» **Supplied entries**
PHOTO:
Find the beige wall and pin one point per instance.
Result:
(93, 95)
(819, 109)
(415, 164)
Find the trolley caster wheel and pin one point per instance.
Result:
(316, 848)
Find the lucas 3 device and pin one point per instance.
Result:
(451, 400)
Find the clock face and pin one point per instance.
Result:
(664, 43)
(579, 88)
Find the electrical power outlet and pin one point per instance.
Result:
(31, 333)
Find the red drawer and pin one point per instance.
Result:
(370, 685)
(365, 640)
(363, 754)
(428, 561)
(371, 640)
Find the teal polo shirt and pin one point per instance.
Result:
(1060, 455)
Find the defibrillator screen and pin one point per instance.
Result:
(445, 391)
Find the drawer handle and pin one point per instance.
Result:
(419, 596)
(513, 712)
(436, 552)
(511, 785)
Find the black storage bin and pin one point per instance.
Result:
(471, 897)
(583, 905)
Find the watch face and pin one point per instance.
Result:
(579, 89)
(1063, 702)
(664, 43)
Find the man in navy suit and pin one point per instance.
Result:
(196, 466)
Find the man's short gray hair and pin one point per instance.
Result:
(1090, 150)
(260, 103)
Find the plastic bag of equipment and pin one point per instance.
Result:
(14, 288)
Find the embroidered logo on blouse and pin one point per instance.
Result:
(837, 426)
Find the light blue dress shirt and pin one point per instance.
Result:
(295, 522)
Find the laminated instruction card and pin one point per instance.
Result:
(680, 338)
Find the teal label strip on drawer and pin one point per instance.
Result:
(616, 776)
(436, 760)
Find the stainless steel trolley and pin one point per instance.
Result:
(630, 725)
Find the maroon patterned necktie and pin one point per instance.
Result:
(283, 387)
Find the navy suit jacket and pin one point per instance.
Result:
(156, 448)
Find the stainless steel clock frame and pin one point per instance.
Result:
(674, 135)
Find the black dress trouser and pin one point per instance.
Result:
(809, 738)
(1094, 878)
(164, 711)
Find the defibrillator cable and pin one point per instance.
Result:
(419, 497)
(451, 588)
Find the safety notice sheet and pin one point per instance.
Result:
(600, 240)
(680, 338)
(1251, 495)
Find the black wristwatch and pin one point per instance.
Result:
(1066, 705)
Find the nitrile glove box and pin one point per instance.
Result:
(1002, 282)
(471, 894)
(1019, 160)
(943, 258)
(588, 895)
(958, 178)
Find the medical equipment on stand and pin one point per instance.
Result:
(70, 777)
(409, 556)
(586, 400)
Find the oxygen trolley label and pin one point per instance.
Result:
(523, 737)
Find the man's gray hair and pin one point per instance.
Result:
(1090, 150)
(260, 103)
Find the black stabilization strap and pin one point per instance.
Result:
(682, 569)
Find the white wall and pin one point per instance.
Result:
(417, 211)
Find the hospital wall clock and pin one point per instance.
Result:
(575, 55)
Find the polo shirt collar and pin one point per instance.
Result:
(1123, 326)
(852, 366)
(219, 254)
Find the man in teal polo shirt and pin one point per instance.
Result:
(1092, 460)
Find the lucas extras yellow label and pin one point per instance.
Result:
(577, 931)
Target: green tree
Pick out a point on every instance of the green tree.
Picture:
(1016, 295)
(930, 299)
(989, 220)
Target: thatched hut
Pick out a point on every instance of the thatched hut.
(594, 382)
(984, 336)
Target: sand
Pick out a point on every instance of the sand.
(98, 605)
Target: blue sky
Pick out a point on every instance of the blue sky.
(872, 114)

» **Problem**
Your task is to reproduce the entries exactly, starting at the first line and ending with the line containing "Find the red".

» **Exercise solution**
PHOTO:
Find the beige wall and pin one point per instance.
Result:
(93, 95)
(819, 109)
(415, 164)
Find the trolley caster wheel and pin one point per instance.
Result:
(316, 848)
Find the lucas 3 device and pin one point per instance.
Result:
(451, 400)
Find the clock face and pin one point per instance.
Result:
(664, 43)
(579, 88)
Find the electrical power outlet and pin one point per instance.
Result:
(31, 333)
Find the red drawer and pin one point per instance.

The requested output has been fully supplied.